━━ Materials provided
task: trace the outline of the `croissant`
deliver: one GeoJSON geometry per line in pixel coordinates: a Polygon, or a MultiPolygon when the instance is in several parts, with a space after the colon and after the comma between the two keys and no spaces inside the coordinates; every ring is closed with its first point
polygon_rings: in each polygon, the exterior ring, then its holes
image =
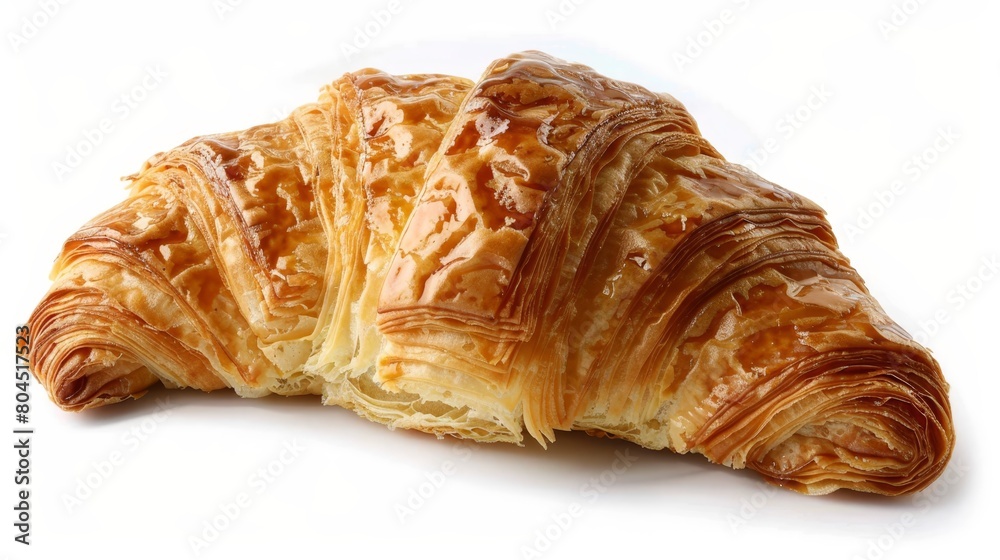
{"type": "Polygon", "coordinates": [[[156,383],[314,394],[438,436],[697,452],[808,494],[914,492],[951,455],[938,363],[822,209],[588,67],[361,70],[127,179],[30,319],[66,410],[156,383]]]}

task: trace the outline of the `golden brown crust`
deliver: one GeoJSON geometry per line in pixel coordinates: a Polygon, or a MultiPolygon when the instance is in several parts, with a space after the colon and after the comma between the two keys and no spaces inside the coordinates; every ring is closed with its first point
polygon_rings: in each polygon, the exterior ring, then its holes
{"type": "Polygon", "coordinates": [[[673,98],[542,53],[347,74],[195,138],[67,241],[31,318],[69,410],[162,381],[394,427],[585,430],[806,493],[901,494],[953,447],[930,353],[823,211],[673,98]]]}

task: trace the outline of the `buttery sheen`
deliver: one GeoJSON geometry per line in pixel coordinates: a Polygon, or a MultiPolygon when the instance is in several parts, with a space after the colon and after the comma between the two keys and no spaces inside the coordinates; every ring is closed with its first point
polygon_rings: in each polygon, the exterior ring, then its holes
{"type": "Polygon", "coordinates": [[[156,383],[317,394],[477,441],[698,452],[810,494],[913,492],[951,454],[937,362],[822,209],[585,66],[361,70],[130,179],[31,317],[67,410],[156,383]]]}

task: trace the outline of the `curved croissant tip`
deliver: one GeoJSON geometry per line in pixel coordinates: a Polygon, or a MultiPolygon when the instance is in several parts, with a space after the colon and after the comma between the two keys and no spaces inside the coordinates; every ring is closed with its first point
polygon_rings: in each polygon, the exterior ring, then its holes
{"type": "Polygon", "coordinates": [[[772,484],[804,494],[919,492],[944,473],[951,458],[950,416],[927,410],[921,399],[895,410],[883,406],[803,427],[747,466],[772,484]]]}

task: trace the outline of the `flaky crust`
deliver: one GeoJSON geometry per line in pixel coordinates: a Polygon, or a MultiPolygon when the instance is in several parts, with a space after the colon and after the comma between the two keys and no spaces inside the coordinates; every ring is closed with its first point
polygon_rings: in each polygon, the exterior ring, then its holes
{"type": "Polygon", "coordinates": [[[611,434],[811,494],[916,491],[951,454],[937,362],[823,211],[585,66],[362,70],[130,179],[31,317],[67,410],[161,382],[317,394],[478,441],[611,434]]]}

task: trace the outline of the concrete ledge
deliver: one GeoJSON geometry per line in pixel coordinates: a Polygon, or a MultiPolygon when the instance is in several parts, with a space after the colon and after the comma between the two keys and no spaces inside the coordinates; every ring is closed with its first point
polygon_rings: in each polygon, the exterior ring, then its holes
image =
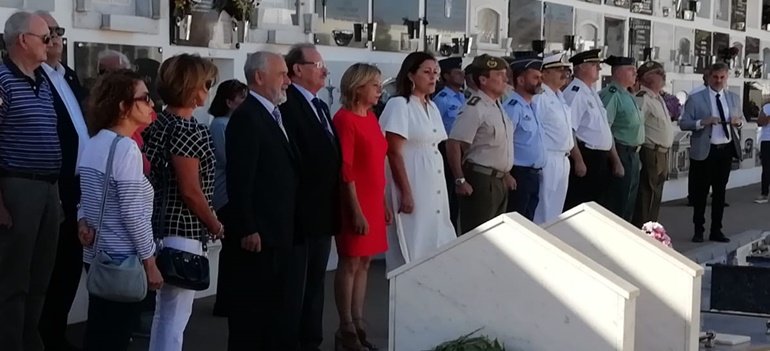
{"type": "Polygon", "coordinates": [[[741,246],[751,244],[752,242],[761,239],[764,233],[765,231],[758,229],[747,230],[740,234],[731,235],[729,243],[710,242],[698,248],[682,252],[682,254],[698,264],[721,261],[741,246]]]}

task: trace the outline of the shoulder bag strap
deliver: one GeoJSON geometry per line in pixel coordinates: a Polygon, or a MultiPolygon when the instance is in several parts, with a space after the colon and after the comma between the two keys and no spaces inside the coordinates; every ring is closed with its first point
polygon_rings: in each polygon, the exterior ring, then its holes
{"type": "Polygon", "coordinates": [[[96,224],[96,234],[94,238],[94,249],[98,252],[99,251],[99,235],[102,230],[102,219],[104,219],[104,208],[107,203],[107,190],[109,190],[110,185],[110,175],[112,174],[112,161],[115,158],[115,147],[118,146],[118,142],[120,139],[123,139],[122,135],[115,136],[115,139],[112,140],[112,145],[110,145],[110,153],[109,156],[107,156],[107,166],[104,167],[104,187],[102,188],[102,203],[99,206],[99,221],[96,224]]]}

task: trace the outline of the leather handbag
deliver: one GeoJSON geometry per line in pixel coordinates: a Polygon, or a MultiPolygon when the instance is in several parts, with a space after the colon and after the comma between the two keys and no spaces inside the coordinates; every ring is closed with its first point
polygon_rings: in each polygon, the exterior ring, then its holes
{"type": "Polygon", "coordinates": [[[91,262],[91,268],[86,276],[86,288],[88,293],[115,302],[139,302],[147,295],[147,273],[137,255],[129,255],[122,261],[110,257],[99,245],[102,236],[102,220],[107,201],[110,174],[112,174],[112,162],[115,156],[115,147],[123,138],[118,135],[112,141],[110,153],[107,157],[107,167],[104,171],[104,188],[102,203],[99,209],[99,221],[96,226],[94,238],[95,257],[91,262]]]}
{"type": "MultiPolygon", "coordinates": [[[[173,123],[173,122],[172,122],[173,123]]],[[[164,152],[164,164],[162,165],[163,172],[161,172],[160,188],[163,191],[163,202],[160,208],[160,216],[157,217],[157,223],[155,225],[155,236],[162,238],[165,236],[166,228],[166,210],[168,209],[168,192],[169,192],[169,159],[171,153],[168,147],[168,130],[171,128],[172,123],[169,123],[164,130],[163,137],[166,138],[166,148],[164,152]]],[[[197,255],[191,252],[182,251],[172,247],[162,247],[162,241],[160,242],[160,251],[158,257],[155,258],[155,263],[158,266],[160,274],[163,276],[163,282],[165,284],[171,284],[173,286],[187,289],[201,291],[209,288],[209,259],[206,257],[206,240],[208,235],[201,233],[201,243],[203,245],[203,255],[197,255]]]]}

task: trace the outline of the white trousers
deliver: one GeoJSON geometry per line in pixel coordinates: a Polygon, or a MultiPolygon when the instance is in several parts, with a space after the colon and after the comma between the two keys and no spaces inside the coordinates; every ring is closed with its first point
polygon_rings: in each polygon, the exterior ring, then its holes
{"type": "Polygon", "coordinates": [[[569,159],[564,151],[546,151],[545,167],[540,172],[540,202],[535,209],[535,224],[549,222],[564,210],[569,171],[569,159]]]}
{"type": "MultiPolygon", "coordinates": [[[[200,255],[201,242],[178,236],[163,239],[163,246],[200,255]]],[[[150,351],[182,351],[184,330],[192,314],[195,291],[163,284],[157,291],[150,332],[150,351]]]]}

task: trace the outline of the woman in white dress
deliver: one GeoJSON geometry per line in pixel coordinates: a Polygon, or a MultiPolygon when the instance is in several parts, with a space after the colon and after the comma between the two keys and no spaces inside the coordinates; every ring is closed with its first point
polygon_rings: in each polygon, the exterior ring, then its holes
{"type": "Polygon", "coordinates": [[[388,140],[388,271],[419,260],[456,238],[449,218],[444,161],[438,144],[447,138],[431,101],[438,63],[425,52],[409,54],[396,77],[396,95],[380,116],[388,140]]]}

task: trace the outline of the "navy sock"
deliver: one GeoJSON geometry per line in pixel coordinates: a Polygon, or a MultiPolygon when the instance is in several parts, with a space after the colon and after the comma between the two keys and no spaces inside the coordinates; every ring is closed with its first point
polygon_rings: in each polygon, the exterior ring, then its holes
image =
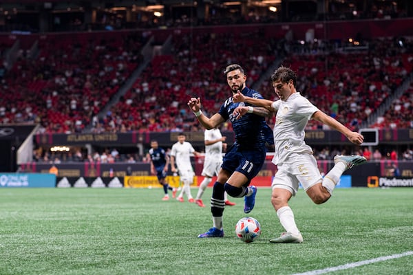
━━━━
_The problem:_ Extract every line of the records that contains the string "white".

_Correct result:_
task: trace the outline of the white trousers
task: trace the outline of the woman in white dress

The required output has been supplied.